Using the cross-linking abstract below, decide whether each statement agrees with it. Answer yes or no for each, quoting the words of the abstract that settle it.
1. EDC cross-linked only the actin peptide of residues 1-28.
2. Thrombin cuts both actin and the S-1 heavy chain.
3. The cross-linked complexes made with GA or EEDQ turned over much faster than EDC-acto-S-1.

**SOURCE TEXT**:
———
Crosslinking of the skeletal myosin subfragment-1 heavy chain to the N-terminal actin segment of residues 40-113

Abstract

Glutaraldehyde (GA) and N-(ethoxycarbonyl)-2-ethoxy-1,2-dihydroquinoline (EEDQ), a hydrophobic, carboxyl group directed, zero-protein cross-linker, were employed for the chemical cross-linking of the rigor complex between F-actin and the skeletal myosin S-1. The enzymatic properties and structure of the new covalent complexes obtained with both reagents were determined and compared to those known for the EDC-acto-S-1 complex. The GA- or EEDQ-catalyzed covalent attachment of F-actin to the S-1 heavy chain induced an elevated Mg2+-ATPase activity. The turnover rates of the isolated cross-linked complexes were similar to those for EDC-acto-S-1 (30 s-1). The solution stability of the new complexes is also comparable to that exhibited by EDC-acto-S-1. The proteolytic digestion of the isolated AEDANS-labeled covalent complexes and direct cross-linking experiments between actin and various performed proteolytic S-1 derivatives indicated that, as observed with EDC, the COOH-terminal 20K and the central 50K heavy chain fragments are involved in the cross-linking reactions of GA and EEDQ. KI-depolymerized acto-S-1 complexes cross-linked by EDC, GA, or EEDQ were digested by thrombin which cuts only actin, releasing S-1 heavy chain-actin peptide cross-linked complexes migrating on acrylamide gels with Mr 100K (EDC), 110K and 105K (GA), and 102 (EEDQ); these were fluorescent only when fluorescent S-1 was used. They are identified by immunostaining with specific antibodies directed against selected parts of the NH2-terminal actin segment of residues 1-113. Only the peptide of residues 1-28 was cross-linked by EDC. In contrast, the actin peptides including residues 1-28 and 40-113 were cross-linked after GA or EEDQ treatment of acto-S-1. These studies extend further our knowledge on the interaction sites between actin and the myosin head heavy chain.
———
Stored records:
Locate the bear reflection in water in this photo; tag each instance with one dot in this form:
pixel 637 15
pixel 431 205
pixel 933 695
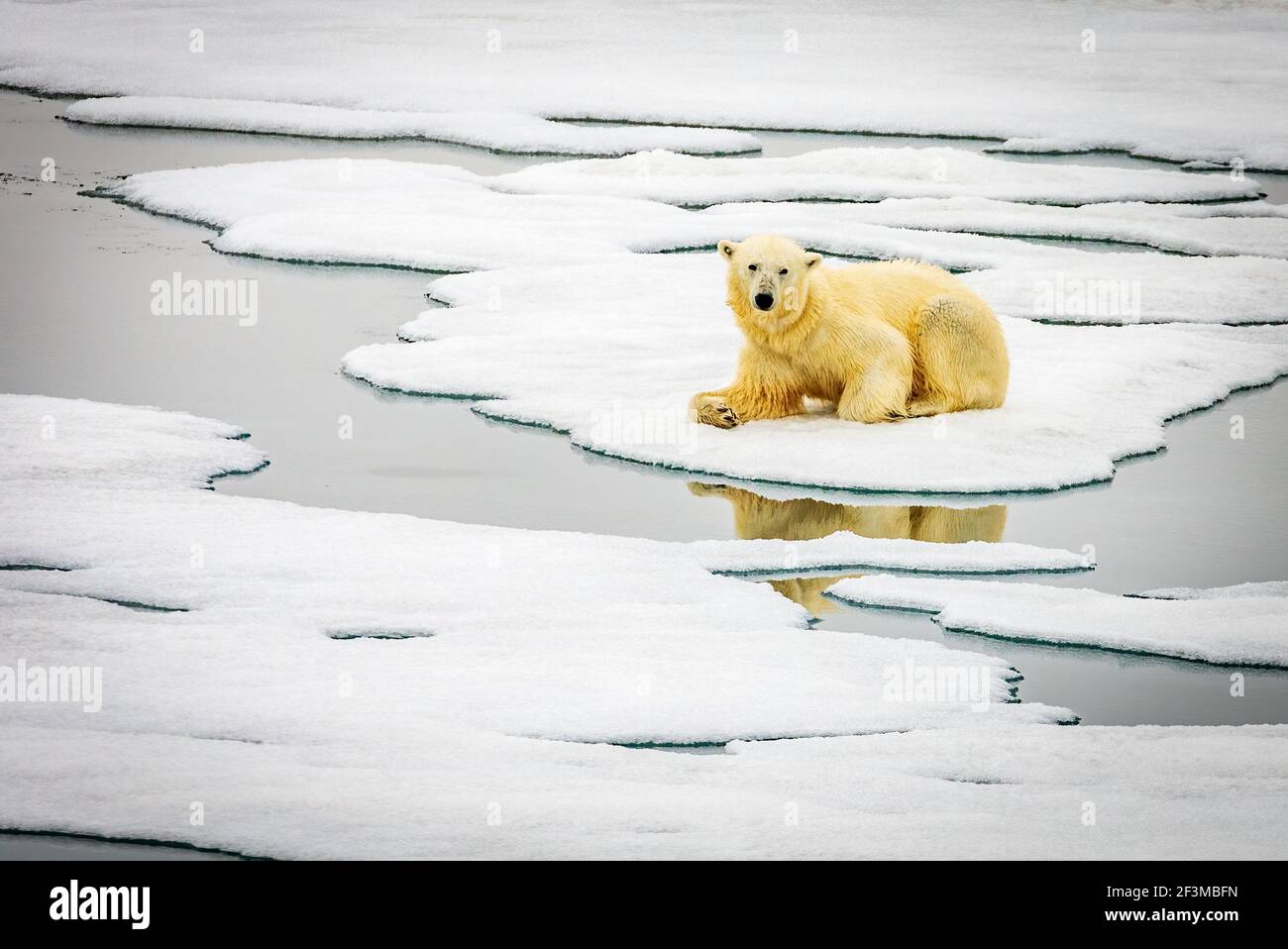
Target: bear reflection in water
pixel 804 519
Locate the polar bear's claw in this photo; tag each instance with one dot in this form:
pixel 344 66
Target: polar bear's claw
pixel 711 410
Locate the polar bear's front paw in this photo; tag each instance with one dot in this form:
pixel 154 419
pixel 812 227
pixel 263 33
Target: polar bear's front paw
pixel 711 410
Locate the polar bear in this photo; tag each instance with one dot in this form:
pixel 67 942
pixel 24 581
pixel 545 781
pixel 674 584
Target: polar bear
pixel 883 342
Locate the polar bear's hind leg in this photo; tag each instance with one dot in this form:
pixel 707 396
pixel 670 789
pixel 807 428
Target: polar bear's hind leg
pixel 961 357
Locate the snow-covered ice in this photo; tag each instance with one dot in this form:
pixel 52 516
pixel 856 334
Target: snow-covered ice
pixel 1134 76
pixel 1267 587
pixel 541 634
pixel 502 132
pixel 1249 628
pixel 343 684
pixel 588 351
pixel 1253 228
pixel 864 174
pixel 443 218
pixel 441 792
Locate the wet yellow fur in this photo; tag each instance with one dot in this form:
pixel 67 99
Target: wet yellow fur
pixel 883 340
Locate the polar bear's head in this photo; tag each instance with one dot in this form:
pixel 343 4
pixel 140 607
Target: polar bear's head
pixel 768 279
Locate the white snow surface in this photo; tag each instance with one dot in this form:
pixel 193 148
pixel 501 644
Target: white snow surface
pixel 271 702
pixel 348 684
pixel 1269 587
pixel 1249 228
pixel 1248 628
pixel 443 218
pixel 539 634
pixel 866 174
pixel 1134 75
pixel 588 351
pixel 503 132
pixel 439 792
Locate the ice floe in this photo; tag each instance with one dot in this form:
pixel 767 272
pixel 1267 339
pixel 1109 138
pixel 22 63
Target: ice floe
pixel 610 352
pixel 1269 587
pixel 503 132
pixel 441 792
pixel 1133 76
pixel 539 634
pixel 864 174
pixel 1247 628
pixel 1253 227
pixel 443 218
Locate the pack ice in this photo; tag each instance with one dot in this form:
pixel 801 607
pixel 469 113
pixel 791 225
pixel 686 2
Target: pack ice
pixel 1134 76
pixel 391 686
pixel 500 132
pixel 1244 626
pixel 445 218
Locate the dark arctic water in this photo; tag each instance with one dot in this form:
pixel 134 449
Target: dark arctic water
pixel 75 314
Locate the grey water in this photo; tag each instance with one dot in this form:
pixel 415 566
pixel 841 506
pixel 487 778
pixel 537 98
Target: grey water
———
**TASK OUTPUT**:
1. Yes: "Only the peptide of residues 1-28 was cross-linked by EDC."
2. No: "digested by thrombin which cuts only actin"
3. No: "The turnover rates of the isolated cross-linked complexes were similar to those for EDC-acto-S-1 (30 s-1)."